Items listed in a dataset
--------

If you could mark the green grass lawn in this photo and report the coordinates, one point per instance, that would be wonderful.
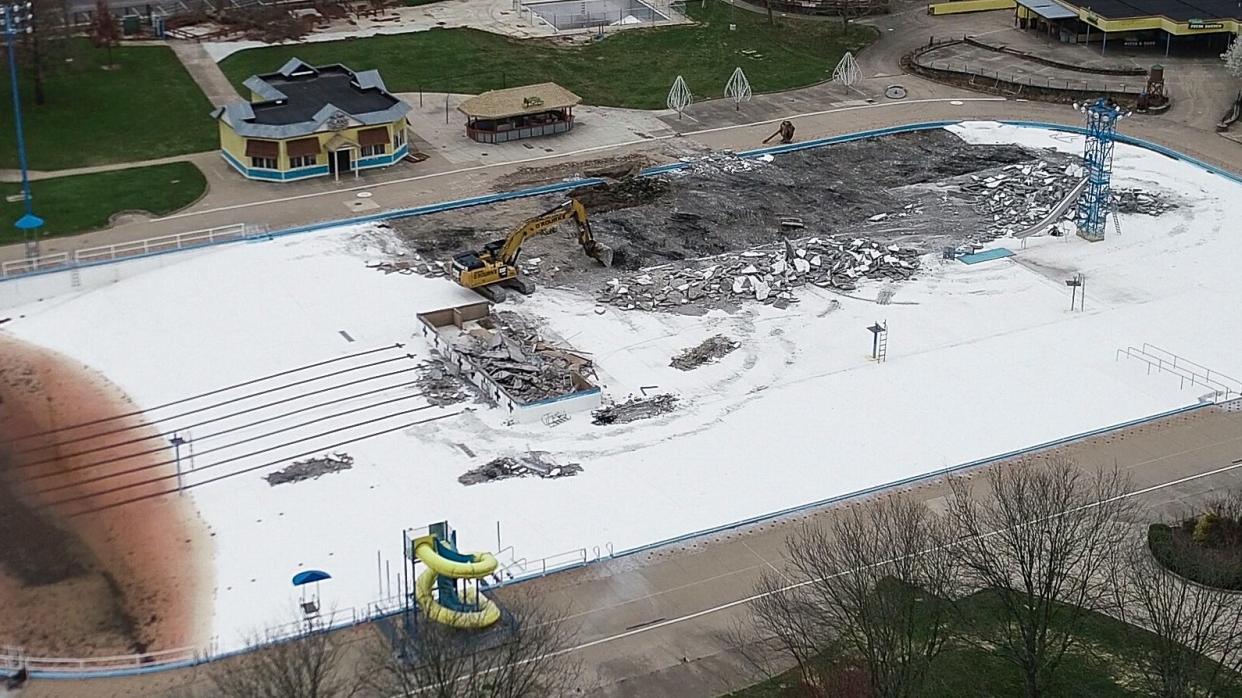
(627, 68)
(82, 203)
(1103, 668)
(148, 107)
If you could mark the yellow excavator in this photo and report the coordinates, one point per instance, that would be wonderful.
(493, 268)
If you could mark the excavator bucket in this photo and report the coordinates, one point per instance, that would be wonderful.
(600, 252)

--------

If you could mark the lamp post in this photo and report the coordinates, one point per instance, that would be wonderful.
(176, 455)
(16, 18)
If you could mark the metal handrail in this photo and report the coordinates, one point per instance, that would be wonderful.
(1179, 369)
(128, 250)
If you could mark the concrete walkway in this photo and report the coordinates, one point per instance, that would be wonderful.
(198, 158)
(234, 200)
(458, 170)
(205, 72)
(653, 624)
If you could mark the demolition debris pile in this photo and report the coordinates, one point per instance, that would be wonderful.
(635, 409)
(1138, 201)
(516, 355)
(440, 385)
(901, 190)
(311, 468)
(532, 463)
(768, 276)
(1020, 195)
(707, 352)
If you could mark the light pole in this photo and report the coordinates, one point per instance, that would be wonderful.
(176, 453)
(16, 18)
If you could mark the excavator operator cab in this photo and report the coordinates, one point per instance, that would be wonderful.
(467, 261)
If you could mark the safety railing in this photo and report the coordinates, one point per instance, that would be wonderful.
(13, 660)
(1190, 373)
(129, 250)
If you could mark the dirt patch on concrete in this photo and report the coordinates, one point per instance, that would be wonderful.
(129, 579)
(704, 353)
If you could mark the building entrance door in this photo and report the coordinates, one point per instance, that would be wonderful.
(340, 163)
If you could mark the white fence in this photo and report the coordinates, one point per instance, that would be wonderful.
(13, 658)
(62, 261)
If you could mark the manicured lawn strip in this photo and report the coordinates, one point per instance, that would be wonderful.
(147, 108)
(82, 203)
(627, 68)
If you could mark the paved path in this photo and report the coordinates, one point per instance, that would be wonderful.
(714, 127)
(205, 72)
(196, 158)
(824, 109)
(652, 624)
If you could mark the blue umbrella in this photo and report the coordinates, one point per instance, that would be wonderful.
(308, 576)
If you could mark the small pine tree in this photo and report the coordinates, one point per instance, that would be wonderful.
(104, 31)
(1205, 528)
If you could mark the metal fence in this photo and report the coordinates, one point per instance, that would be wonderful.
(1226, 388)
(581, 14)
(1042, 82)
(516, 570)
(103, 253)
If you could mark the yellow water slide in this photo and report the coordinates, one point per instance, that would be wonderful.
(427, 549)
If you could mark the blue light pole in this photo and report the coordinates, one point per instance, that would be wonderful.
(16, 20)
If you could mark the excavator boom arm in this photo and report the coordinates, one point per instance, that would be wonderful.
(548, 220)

--------

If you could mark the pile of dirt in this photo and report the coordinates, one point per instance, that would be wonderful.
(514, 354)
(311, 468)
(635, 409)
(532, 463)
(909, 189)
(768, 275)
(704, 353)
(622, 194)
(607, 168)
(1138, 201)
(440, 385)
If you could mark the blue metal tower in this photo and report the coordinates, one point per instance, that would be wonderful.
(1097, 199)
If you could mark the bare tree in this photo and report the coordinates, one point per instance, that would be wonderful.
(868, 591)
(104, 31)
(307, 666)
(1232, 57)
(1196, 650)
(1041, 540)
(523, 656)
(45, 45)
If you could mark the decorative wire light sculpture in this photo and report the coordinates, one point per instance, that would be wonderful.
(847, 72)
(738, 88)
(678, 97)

--------

◆ Instructions for the task ◆
Lay out the lines from the one containing "If you could mark the blue umbrella" through the one containing "(1205, 528)", both included, as a JSON list of strings. Use one string per line and leave out any blank lines.

◆ Exercise result ◆
[
  "If you could mark the blue umbrella in this photo and report the coordinates, one point per instance, that would be wonderful.",
  "(308, 576)",
  "If you could mark the small pine tree in this photo and report the coordinates, one point per instance, that would be wonderful.",
  "(104, 31)",
  "(1205, 528)"
]